Exercise goal:
Present every line of the material below as a numbered list, skipping blank lines and leaving out the pictures.

--- start of Records for processing ---

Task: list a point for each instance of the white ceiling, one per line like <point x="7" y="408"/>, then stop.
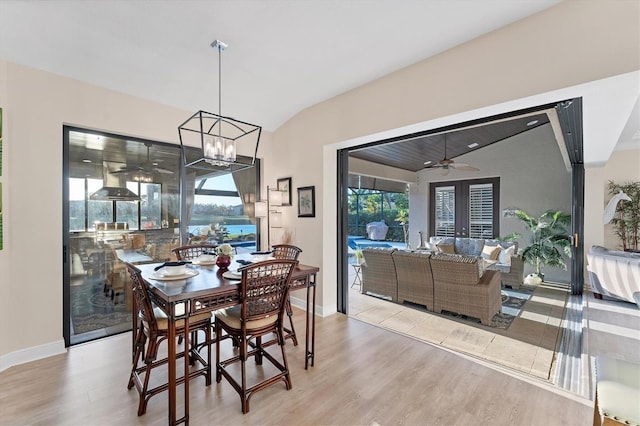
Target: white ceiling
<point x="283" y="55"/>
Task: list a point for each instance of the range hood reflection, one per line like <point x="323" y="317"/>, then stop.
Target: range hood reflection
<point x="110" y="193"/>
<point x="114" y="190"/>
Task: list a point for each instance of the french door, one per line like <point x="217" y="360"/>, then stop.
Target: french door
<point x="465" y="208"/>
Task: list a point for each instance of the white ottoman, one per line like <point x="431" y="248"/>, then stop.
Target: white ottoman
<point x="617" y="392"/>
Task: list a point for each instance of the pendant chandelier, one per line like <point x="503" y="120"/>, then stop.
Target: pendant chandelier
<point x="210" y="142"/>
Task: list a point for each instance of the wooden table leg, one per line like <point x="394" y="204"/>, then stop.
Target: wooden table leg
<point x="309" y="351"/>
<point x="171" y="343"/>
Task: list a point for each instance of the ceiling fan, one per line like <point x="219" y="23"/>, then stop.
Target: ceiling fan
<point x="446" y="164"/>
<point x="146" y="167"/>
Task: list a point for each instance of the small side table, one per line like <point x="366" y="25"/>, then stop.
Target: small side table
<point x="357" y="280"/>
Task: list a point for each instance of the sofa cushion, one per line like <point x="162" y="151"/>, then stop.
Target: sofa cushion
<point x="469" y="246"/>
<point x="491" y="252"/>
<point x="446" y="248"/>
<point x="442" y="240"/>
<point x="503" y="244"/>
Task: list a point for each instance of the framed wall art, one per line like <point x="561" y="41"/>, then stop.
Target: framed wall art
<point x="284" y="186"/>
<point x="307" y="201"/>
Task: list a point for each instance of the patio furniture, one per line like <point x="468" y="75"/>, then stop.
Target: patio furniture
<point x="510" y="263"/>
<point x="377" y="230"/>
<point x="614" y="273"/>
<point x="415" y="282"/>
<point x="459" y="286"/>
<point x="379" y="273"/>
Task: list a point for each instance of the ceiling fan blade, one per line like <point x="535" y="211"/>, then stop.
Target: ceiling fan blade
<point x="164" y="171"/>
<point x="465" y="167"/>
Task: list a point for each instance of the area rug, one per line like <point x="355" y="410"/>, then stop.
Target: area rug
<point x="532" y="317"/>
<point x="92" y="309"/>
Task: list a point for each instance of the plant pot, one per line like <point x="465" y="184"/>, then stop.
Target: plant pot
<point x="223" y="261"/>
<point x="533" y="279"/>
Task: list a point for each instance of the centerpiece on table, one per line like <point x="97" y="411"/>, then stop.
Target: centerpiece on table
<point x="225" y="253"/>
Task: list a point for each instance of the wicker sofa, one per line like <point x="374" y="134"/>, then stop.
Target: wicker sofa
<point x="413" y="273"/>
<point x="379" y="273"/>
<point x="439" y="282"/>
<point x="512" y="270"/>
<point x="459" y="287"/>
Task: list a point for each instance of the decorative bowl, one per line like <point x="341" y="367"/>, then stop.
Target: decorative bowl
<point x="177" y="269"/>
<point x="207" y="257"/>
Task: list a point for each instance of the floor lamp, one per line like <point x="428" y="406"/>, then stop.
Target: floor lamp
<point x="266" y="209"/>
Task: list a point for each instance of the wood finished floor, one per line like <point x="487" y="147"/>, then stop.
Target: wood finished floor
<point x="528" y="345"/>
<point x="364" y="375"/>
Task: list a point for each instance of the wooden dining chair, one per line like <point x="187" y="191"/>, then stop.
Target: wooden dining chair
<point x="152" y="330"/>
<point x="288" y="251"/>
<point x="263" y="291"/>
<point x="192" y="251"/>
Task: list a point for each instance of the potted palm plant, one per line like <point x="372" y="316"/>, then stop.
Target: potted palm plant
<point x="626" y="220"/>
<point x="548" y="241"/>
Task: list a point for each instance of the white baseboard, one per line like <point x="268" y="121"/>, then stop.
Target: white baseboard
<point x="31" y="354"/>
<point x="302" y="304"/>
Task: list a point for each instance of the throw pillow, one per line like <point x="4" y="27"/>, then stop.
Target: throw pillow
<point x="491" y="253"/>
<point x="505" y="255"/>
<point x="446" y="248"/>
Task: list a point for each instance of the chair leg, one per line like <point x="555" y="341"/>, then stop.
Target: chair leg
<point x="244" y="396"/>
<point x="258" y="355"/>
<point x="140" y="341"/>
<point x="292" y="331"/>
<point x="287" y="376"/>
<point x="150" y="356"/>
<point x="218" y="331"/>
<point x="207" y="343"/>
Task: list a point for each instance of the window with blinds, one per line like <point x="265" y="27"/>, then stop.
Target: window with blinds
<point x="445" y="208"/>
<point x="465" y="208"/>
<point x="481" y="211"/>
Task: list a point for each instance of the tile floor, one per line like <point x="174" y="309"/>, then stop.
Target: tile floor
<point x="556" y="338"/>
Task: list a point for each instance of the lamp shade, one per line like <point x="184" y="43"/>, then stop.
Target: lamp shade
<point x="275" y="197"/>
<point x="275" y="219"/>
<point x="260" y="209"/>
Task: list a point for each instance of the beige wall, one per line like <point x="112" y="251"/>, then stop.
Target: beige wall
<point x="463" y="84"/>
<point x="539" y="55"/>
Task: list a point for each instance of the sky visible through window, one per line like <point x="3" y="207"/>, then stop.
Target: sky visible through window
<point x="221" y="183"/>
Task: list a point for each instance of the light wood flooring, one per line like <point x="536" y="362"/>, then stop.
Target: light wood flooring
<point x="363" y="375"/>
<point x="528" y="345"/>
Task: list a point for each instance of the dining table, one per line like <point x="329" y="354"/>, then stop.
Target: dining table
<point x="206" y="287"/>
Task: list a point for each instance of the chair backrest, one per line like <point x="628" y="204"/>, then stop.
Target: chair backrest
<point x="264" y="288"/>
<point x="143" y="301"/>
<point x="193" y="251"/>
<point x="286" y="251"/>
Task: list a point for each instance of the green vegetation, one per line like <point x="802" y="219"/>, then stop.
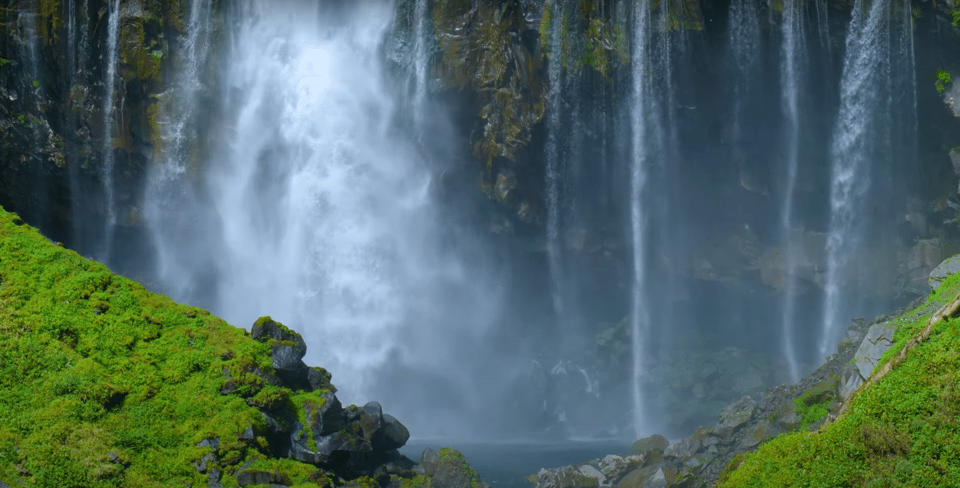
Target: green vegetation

--- end of Records for processing ---

Result of the task:
1. Task: list a point for each instance of the white ceiling, one per line like <point x="7" y="408"/>, then stop.
2. Target: white ceiling
3. <point x="283" y="55"/>
4. Task: list a point for each instance of the range hood reflection, one per line like <point x="323" y="317"/>, then stop.
5. Target: range hood reflection
6. <point x="110" y="193"/>
7. <point x="114" y="190"/>
8. Task: list a point for each instance of the french door, one per line like <point x="217" y="360"/>, then stop.
9. Target: french door
10. <point x="465" y="208"/>
11. Task: list a point for each instance of the white ottoman, one per line like <point x="431" y="248"/>, then stop.
12. Target: white ottoman
13. <point x="617" y="392"/>
14. Task: list a point for each instance of the pendant chandelier, one per line like <point x="503" y="120"/>, then stop.
15. Target: pendant chandelier
16. <point x="210" y="142"/>
17. Task: list a point for each instance of the wooden table leg, one per line like <point x="394" y="204"/>, then stop.
18. Target: wooden table leg
19. <point x="309" y="351"/>
20. <point x="171" y="343"/>
21. Task: list a point for each instance of the ceiling fan, one per line like <point x="219" y="23"/>, then stop.
22. Target: ceiling fan
23. <point x="446" y="164"/>
24. <point x="146" y="167"/>
25. Task: list a point for each instance of the small side table, one per line like <point x="366" y="25"/>, then stop.
26. Target: small side table
27. <point x="357" y="280"/>
28. Task: list a point for each instance of the sofa cushion, one per line like <point x="162" y="151"/>, then stop.
29. Target: sofa cushion
30. <point x="469" y="246"/>
31. <point x="491" y="252"/>
32. <point x="446" y="248"/>
33. <point x="442" y="240"/>
34. <point x="503" y="244"/>
35. Task: list a point for each instance of the framed wall art, one per line like <point x="561" y="41"/>, then stop.
36. Target: framed wall art
37. <point x="284" y="186"/>
38. <point x="307" y="201"/>
39. Task: list a point for each instance of the patio furniture, one per line like <point x="468" y="75"/>, then stop.
40. Target: patio furniture
41. <point x="510" y="263"/>
42. <point x="377" y="230"/>
43. <point x="614" y="273"/>
44. <point x="415" y="282"/>
45. <point x="459" y="286"/>
46. <point x="379" y="273"/>
47. Task: list a point for each instance of the ceiling fan blade, one per line like <point x="535" y="211"/>, then stop.
48. Target: ceiling fan blade
49. <point x="164" y="171"/>
50. <point x="465" y="167"/>
51. Task: list a point for each instance of the area rug, one per line like <point x="355" y="410"/>, then stop.
52. Target: area rug
53. <point x="532" y="317"/>
54. <point x="92" y="309"/>
55. Task: list a point for each instance of the plant pot, one per line like <point x="465" y="184"/>, then stop.
56. Target: plant pot
57. <point x="223" y="261"/>
58. <point x="533" y="279"/>
59. Task: list a point for each instance of the centerpiece on table, one per line like <point x="97" y="411"/>, then stop.
60. Target: centerpiece on table
61. <point x="225" y="253"/>
62. Task: list a point for each instance of the wicker sofa, one per line like <point x="374" y="134"/>, then stop.
63. Target: wicker sofa
64. <point x="413" y="273"/>
65. <point x="379" y="273"/>
66. <point x="439" y="282"/>
67. <point x="512" y="270"/>
68. <point x="459" y="287"/>
69. Task: list a point for each instance of the decorative bowl, one per line like <point x="341" y="367"/>, then stop.
70. Target: decorative bowl
71. <point x="177" y="269"/>
72. <point x="207" y="257"/>
73. Task: list a point for each instance of the floor lamp, one per line like <point x="428" y="406"/>, then stop.
74. Target: floor lamp
75. <point x="266" y="209"/>
76. Task: list a point for each instance of the wood finished floor, one per line like <point x="487" y="147"/>, then stop.
77. Target: wood finished floor
78. <point x="528" y="345"/>
79. <point x="364" y="375"/>
80. Task: list a point for each instance of the wooden dining chair, one per line like <point x="187" y="191"/>, then stop.
81. Target: wooden dining chair
82. <point x="152" y="330"/>
83. <point x="288" y="251"/>
84. <point x="263" y="291"/>
85. <point x="192" y="251"/>
86. Task: list a point for each instance of the potted palm plant, one per line like <point x="372" y="316"/>, then stop.
87. Target: potted palm plant
88. <point x="626" y="220"/>
89. <point x="548" y="241"/>
90. Task: list a point for each instance of the white baseboard, one per line like <point x="268" y="121"/>, then stop.
91. Target: white baseboard
92. <point x="31" y="354"/>
93. <point x="302" y="304"/>
94. Task: list a point for each instance of the throw pillow, one per line like <point x="4" y="27"/>, then stop.
95. Target: throw pillow
96. <point x="491" y="253"/>
97. <point x="505" y="255"/>
98. <point x="446" y="248"/>
99. Task: list a point for each instance of the chair leg, one per line like <point x="555" y="341"/>, then stop.
100. Target: chair leg
101. <point x="244" y="396"/>
102. <point x="258" y="355"/>
103. <point x="140" y="341"/>
104. <point x="292" y="331"/>
105. <point x="287" y="376"/>
106. <point x="150" y="356"/>
107. <point x="218" y="331"/>
108. <point x="207" y="343"/>
109. Task: list a point for each instance of the window with blinds, one per line like <point x="265" y="27"/>, then stop.
110. Target: window with blinds
111. <point x="445" y="208"/>
112. <point x="465" y="208"/>
113. <point x="481" y="211"/>
114. Task: list a point for each instance of the tile floor, one per line like <point x="174" y="309"/>, then stop.
115. Target: tile floor
116. <point x="556" y="338"/>
117. Task: list a point for each instance of the lamp shade, one per line like <point x="184" y="43"/>, then stop.
118. Target: lamp shade
119. <point x="275" y="197"/>
120. <point x="275" y="219"/>
121. <point x="260" y="209"/>
122. Task: list a point for each instance of the beige wall, one per line like <point x="112" y="251"/>, then stop.
123. Target: beige wall
124. <point x="463" y="84"/>
125. <point x="539" y="55"/>
126. Task: list a point for each instance of the sky visible through window, one per line like <point x="3" y="207"/>, then stop.
127. Target: sky visible through window
128. <point x="221" y="183"/>
129. Task: list a point for each instance of the light wood flooring, one per line like <point x="536" y="362"/>, then stop.
130. Target: light wood flooring
131. <point x="363" y="375"/>
132. <point x="528" y="345"/>
133. Task: list a point for each instance of the dining table, one per line like <point x="329" y="354"/>, then stop.
134. Target: dining table
135. <point x="206" y="287"/>
136. Task: list a point for each instance of the chair backrest, one per line like <point x="628" y="204"/>, then stop.
137. Target: chair backrest
138. <point x="264" y="288"/>
139. <point x="143" y="301"/>
140. <point x="193" y="251"/>
141. <point x="286" y="251"/>
142. Task: list a point for each instance of the green vegetation, one per line like <point x="802" y="219"/>, then stop.
143. Target: green vegetation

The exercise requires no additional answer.